__Passage to read__
::::::::
McDonald’s growth policy had a huge impact on same-store sales in US restaurants. In the 1990’s, McDonald’s followed Greenberg’s law which stated that the more stores McDonald’s would put in a city the more per capita transactions it would result in. This is due to the fact that with more outlets, McDonald’s increased consumers’ convenience and it increased its market share at the expense of competitors. So, it was seen as being in the company’s best interest, especially as recent store construction became more cost-efficient. However, franchisees complained that the new units were “cannibalizing” sales from existing ones. The franchisees complaints went through and the frenetic growth in outlets is now over.
::::::::
__Data supplied__
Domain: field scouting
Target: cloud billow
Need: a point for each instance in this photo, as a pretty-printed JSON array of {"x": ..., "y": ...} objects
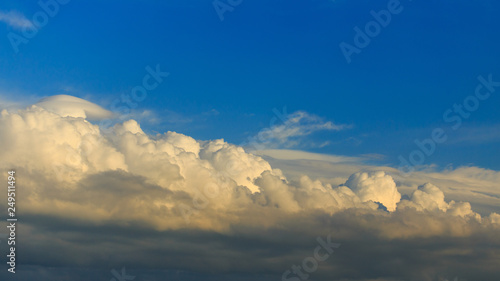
[{"x": 206, "y": 206}]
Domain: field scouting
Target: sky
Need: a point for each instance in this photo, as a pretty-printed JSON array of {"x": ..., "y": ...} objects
[{"x": 373, "y": 121}]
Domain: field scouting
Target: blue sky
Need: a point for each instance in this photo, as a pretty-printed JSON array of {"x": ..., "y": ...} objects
[{"x": 226, "y": 77}]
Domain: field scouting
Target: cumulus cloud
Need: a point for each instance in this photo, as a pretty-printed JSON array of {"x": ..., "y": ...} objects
[
  {"x": 290, "y": 133},
  {"x": 65, "y": 105},
  {"x": 15, "y": 20},
  {"x": 207, "y": 205},
  {"x": 376, "y": 187}
]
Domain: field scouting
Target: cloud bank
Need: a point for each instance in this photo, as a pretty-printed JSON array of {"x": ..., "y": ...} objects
[{"x": 205, "y": 206}]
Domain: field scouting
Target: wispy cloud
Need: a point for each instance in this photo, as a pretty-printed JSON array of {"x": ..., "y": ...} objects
[
  {"x": 15, "y": 19},
  {"x": 294, "y": 129}
]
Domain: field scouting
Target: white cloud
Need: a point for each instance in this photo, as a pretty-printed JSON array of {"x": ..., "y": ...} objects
[
  {"x": 239, "y": 205},
  {"x": 287, "y": 154},
  {"x": 376, "y": 187},
  {"x": 292, "y": 131},
  {"x": 65, "y": 105},
  {"x": 15, "y": 20}
]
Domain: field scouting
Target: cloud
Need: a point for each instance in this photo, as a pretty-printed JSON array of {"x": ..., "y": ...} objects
[
  {"x": 206, "y": 206},
  {"x": 376, "y": 187},
  {"x": 287, "y": 154},
  {"x": 65, "y": 105},
  {"x": 291, "y": 132},
  {"x": 15, "y": 20}
]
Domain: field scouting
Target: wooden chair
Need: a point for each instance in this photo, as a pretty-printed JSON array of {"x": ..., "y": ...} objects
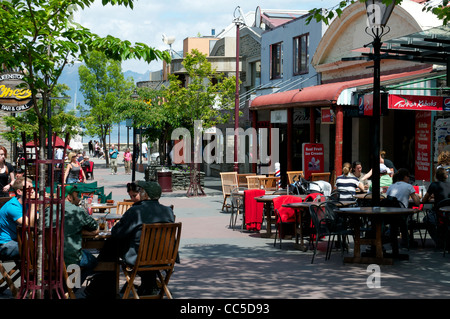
::::::::
__Task prompt__
Please reproduce the passage about McDonald's store growth from "McDonald’s growth policy" up to and including "is now over.". Rely only on the passage about McDonald's store growth, not on the material.

__Answer to this exercise__
McDonald’s growth policy had a huge impact on same-store sales in US restaurants. In the 1990’s, McDonald’s followed Greenberg’s law which stated that the more stores McDonald’s would put in a city the more per capita transactions it would result in. This is due to the fact that with more outlets, McDonald’s increased consumers’ convenience and it increased its market share at the expense of competitors. So, it was seen as being in the company’s best interest, especially as recent store construction became more cost-efficient. However, franchisees complained that the new units were “cannibalizing” sales from existing ones. The franchisees complaints went through and the frenetic growth in outlets is now over.